====== Information given

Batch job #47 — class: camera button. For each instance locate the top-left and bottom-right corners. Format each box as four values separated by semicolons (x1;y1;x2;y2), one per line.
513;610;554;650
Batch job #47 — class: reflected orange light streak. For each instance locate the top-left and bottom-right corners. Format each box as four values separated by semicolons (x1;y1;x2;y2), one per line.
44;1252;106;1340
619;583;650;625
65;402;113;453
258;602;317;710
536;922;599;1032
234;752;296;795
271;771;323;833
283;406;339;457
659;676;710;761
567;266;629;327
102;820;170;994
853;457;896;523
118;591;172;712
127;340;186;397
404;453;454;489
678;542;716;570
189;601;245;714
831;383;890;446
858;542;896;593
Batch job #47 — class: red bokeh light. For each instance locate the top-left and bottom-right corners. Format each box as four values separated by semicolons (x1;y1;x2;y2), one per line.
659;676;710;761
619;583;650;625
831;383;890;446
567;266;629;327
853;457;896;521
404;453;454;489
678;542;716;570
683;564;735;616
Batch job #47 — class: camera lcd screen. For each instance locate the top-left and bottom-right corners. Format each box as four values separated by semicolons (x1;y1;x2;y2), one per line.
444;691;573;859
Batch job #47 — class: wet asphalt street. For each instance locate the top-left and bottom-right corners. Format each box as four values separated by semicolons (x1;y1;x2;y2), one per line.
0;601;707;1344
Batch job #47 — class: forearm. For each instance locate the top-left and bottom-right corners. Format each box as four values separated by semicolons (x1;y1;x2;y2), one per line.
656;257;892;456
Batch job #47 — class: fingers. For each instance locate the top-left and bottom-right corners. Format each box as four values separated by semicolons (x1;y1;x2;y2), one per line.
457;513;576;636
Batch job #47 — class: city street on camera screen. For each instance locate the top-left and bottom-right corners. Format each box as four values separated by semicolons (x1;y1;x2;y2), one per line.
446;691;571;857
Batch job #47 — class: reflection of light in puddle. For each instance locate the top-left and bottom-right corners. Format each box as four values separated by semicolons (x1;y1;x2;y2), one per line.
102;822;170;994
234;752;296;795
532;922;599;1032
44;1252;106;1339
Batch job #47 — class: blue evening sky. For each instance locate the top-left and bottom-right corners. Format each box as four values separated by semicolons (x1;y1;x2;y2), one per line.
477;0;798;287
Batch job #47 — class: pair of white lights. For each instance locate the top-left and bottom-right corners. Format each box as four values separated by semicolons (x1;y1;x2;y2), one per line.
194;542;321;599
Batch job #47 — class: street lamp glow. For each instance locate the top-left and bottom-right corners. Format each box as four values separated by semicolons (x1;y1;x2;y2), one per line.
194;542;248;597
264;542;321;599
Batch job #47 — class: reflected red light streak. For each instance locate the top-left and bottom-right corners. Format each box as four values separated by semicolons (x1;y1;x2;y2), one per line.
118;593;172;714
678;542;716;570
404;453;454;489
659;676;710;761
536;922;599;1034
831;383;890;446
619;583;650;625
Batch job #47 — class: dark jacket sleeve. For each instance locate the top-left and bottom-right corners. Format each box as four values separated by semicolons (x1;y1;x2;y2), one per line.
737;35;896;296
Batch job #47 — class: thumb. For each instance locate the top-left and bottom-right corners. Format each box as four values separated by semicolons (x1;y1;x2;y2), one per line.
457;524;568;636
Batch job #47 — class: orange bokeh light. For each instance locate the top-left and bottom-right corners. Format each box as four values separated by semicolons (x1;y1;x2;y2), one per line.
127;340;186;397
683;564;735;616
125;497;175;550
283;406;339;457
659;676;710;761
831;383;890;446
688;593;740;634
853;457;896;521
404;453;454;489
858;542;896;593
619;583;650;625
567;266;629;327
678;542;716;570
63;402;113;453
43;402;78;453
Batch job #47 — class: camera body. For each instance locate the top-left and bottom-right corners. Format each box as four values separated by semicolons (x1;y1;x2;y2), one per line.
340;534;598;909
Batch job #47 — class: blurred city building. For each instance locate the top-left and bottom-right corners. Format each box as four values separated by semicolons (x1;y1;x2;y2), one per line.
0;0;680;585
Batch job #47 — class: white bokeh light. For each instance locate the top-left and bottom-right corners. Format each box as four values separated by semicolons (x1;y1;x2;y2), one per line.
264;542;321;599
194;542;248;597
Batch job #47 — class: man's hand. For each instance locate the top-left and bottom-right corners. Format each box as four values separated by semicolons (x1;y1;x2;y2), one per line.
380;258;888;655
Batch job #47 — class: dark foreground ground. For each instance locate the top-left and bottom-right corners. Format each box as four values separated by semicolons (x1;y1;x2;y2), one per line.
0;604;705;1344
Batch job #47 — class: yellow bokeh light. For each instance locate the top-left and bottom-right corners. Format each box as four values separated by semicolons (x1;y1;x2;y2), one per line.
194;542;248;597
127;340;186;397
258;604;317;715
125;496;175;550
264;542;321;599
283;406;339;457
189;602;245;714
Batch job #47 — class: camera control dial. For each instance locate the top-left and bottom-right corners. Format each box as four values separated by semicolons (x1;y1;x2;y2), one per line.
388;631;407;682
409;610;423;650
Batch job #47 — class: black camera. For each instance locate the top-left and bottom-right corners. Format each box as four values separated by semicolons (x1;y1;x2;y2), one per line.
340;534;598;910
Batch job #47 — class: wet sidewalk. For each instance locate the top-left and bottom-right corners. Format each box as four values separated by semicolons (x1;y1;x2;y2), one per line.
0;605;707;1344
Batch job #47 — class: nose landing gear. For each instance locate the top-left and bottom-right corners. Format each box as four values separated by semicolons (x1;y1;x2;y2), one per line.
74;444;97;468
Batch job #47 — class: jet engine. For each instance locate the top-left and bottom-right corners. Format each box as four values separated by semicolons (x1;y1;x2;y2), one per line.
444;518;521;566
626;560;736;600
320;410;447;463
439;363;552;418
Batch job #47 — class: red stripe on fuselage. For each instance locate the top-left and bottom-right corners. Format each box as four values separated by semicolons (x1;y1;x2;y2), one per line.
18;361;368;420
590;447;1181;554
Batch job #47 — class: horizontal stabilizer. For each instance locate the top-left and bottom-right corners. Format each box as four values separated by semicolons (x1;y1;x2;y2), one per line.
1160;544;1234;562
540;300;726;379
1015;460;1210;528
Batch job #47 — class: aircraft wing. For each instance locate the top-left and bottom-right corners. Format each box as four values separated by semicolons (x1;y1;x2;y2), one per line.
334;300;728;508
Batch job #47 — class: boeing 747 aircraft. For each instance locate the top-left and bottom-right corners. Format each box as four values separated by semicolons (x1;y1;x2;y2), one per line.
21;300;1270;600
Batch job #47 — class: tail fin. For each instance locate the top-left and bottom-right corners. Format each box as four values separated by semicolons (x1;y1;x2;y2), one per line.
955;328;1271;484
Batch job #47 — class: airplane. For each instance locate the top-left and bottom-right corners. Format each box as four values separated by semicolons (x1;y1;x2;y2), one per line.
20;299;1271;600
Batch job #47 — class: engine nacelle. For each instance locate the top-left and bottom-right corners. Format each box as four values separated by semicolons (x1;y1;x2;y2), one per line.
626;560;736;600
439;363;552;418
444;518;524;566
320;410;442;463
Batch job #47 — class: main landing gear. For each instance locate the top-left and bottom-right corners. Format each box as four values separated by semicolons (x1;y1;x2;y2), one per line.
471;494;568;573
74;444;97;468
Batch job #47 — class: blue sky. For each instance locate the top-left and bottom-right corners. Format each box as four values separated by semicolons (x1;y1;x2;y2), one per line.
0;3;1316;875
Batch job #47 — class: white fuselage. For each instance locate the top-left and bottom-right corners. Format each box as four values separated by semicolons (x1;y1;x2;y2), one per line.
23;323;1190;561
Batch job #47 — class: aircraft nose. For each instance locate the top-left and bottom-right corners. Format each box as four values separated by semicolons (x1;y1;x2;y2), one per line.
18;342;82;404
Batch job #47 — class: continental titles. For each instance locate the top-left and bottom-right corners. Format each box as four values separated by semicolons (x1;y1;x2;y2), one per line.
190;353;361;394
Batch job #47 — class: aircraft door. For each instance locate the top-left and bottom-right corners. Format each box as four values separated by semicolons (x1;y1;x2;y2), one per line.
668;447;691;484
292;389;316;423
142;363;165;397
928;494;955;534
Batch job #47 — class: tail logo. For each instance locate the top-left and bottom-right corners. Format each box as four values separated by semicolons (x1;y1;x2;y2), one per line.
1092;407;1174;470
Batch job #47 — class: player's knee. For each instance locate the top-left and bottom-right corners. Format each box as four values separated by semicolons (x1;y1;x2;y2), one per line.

============

Your task:
Give the lines of the listing as a JSON list of strings, starting at the one that contains "Batch job #47 — class: blue evening" and ending at the one that contains "194;542;321;599", both included. Use one string per line and skip any blank lines.

Answer for this exercise:
[
  "Batch job #47 — class: blue evening sky. For each instance locate the top-left and bottom-right corners. Format each box as four values separated by semicolons (x1;y1;x2;y2), one per line.",
  "477;0;798;287",
  "Batch job #47 — class: pair of white lights. For each instance locate the top-left and bottom-right corners. Format each box as four values separated by semicolons (x1;y1;x2;y2), one per line.",
  "194;542;321;599"
]